[Data excerpts]
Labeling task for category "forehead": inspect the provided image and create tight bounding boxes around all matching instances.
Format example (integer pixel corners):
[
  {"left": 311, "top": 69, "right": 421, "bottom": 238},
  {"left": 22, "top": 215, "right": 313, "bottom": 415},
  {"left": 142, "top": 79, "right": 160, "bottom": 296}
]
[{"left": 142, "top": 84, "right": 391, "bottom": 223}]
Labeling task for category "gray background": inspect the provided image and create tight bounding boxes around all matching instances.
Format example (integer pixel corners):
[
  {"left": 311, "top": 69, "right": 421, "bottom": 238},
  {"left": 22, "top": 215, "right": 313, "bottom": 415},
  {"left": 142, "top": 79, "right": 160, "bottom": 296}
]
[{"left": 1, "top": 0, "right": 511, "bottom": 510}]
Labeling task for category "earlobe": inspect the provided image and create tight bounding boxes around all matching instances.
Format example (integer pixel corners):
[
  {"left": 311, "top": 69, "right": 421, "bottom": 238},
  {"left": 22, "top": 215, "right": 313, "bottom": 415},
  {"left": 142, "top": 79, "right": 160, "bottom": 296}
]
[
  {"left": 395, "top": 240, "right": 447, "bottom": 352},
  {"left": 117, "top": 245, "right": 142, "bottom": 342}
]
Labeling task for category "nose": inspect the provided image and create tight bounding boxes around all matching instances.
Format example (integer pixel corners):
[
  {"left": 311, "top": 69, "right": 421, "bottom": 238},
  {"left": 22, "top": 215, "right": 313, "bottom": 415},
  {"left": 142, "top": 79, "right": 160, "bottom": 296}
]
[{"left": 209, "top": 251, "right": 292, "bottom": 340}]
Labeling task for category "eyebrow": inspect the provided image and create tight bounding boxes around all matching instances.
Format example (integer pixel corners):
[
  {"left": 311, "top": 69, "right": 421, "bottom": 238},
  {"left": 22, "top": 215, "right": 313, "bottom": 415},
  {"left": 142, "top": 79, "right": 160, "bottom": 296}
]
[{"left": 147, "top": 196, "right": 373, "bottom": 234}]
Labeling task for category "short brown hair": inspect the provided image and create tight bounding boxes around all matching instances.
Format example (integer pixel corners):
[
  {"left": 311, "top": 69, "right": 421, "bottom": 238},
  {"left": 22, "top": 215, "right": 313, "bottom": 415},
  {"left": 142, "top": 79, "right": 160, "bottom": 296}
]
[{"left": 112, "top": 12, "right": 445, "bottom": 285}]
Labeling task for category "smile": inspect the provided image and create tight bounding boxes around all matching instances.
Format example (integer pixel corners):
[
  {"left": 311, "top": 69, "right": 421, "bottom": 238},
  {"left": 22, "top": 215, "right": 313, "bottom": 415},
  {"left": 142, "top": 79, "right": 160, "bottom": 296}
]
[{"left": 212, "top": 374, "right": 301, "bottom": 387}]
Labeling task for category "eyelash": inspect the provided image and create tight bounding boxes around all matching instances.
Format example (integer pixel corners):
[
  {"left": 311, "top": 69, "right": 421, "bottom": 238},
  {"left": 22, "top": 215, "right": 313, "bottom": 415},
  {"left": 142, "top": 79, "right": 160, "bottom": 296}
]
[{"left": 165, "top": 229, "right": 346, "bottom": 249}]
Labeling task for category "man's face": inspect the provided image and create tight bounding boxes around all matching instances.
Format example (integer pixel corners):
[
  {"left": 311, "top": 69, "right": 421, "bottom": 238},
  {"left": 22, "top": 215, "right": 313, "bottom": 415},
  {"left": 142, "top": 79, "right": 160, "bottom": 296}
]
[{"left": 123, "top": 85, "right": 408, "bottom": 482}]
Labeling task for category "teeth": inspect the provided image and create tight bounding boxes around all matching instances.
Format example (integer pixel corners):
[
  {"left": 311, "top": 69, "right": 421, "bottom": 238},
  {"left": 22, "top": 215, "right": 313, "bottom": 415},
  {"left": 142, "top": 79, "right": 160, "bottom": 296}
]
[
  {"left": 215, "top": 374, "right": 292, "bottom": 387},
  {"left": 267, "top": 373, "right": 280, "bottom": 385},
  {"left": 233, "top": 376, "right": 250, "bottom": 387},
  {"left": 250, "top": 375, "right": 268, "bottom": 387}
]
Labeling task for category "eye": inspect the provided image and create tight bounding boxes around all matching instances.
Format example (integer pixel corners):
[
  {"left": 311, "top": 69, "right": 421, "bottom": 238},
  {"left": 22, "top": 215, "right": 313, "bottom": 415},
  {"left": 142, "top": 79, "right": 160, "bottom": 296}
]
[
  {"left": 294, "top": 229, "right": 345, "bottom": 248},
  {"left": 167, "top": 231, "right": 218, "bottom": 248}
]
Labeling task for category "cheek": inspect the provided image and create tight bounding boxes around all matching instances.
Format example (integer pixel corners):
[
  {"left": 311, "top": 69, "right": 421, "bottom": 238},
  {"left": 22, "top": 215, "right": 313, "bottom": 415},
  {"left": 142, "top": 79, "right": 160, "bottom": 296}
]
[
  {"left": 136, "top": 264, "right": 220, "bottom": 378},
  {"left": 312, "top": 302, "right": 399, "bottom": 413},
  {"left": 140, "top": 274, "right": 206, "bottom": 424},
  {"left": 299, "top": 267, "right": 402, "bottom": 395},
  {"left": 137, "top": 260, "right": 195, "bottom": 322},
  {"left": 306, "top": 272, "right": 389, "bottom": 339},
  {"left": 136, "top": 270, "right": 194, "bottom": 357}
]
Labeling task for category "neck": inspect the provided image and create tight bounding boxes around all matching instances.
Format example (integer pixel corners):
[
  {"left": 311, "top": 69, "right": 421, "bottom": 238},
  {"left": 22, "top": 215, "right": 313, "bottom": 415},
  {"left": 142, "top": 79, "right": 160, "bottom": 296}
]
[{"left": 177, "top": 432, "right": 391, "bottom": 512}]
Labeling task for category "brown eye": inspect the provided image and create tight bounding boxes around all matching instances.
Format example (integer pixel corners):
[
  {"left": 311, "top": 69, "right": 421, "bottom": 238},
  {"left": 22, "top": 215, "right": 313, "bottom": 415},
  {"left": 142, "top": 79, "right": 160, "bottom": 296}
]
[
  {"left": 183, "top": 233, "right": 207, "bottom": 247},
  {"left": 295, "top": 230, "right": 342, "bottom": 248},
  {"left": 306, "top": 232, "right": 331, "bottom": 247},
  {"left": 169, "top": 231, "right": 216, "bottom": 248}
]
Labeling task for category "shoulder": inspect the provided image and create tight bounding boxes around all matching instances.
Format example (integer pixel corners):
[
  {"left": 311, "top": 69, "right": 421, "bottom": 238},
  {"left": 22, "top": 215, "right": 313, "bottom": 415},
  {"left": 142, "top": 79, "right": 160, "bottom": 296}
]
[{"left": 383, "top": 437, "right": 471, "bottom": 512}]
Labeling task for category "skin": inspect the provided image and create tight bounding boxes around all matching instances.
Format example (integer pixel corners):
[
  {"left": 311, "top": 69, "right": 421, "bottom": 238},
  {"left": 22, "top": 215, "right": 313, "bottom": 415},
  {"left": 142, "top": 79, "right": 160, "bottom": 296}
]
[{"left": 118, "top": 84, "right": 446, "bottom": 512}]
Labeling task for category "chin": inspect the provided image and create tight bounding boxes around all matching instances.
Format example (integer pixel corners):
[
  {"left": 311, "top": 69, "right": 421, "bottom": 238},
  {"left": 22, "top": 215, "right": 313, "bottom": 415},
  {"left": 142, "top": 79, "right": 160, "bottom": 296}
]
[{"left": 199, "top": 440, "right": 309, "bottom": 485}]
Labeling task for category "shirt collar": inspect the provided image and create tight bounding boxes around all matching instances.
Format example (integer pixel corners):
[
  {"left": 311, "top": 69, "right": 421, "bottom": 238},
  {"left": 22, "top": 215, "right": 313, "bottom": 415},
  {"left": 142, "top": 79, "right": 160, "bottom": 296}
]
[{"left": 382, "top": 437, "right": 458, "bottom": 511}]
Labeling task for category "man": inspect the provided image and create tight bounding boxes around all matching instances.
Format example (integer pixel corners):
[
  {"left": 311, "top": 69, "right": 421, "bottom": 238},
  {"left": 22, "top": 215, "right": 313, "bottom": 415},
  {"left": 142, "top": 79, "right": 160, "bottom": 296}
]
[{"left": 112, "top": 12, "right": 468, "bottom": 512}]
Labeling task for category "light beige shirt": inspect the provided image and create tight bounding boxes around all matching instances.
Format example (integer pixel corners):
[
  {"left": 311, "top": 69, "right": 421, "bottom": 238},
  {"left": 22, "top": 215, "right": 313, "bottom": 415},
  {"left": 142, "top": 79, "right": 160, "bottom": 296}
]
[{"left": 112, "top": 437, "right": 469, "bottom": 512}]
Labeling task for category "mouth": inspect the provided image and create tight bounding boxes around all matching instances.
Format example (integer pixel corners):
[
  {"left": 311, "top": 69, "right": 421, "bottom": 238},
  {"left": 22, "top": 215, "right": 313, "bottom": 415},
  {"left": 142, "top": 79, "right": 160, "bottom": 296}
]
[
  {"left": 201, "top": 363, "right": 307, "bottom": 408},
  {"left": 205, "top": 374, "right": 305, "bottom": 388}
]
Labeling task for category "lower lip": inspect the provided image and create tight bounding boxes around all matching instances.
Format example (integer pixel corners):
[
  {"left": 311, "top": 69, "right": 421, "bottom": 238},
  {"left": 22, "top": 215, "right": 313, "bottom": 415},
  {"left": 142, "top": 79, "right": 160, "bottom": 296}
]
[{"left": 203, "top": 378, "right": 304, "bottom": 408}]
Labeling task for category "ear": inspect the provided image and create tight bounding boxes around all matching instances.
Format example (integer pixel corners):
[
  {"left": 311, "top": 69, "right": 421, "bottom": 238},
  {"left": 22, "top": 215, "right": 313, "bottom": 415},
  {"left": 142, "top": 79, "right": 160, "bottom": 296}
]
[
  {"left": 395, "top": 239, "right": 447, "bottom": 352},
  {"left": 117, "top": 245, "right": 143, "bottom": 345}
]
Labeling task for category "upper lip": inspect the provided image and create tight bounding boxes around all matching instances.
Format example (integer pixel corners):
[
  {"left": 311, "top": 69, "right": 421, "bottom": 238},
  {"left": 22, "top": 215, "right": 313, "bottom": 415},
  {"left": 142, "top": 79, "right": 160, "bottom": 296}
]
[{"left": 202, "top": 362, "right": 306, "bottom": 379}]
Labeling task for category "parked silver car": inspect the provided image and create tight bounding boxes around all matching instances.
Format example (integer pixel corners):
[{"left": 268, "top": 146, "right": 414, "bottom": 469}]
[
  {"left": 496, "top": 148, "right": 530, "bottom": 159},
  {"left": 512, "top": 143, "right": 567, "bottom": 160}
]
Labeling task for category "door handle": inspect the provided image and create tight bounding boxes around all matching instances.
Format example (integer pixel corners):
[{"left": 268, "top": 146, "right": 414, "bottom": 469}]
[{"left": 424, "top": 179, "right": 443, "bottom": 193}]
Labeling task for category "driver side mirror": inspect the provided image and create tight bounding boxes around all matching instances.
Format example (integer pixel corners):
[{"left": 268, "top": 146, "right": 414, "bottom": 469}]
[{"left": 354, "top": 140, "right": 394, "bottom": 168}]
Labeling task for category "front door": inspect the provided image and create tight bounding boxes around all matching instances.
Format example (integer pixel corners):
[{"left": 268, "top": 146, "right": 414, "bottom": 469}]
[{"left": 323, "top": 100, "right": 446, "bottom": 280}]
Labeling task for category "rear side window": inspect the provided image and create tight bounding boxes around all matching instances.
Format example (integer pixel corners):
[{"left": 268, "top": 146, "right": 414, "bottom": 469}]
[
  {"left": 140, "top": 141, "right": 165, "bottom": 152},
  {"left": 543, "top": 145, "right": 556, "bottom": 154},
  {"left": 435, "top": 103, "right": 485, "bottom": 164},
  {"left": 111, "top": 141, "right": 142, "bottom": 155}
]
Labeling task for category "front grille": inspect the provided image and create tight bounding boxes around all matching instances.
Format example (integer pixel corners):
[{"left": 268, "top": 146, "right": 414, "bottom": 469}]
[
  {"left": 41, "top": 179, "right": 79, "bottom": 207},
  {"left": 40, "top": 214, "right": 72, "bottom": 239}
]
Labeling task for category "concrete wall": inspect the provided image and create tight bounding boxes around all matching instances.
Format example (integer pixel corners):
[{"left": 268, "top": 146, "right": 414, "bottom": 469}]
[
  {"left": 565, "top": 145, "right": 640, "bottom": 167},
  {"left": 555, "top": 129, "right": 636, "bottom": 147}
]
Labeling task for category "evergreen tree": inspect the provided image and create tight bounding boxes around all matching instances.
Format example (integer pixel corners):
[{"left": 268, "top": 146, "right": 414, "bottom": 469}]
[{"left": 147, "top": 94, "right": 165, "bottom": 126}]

#### WORK REQUIRED
From the records above, copy each line that contains the word "front".

#### EXERCISE SOLUTION
Labeling task for category "front door": inspect the provided image and create tight bounding boxes around all matching instances.
Labeling task for category "front grille": inspect the provided image and create tight bounding boxes around all matching instances.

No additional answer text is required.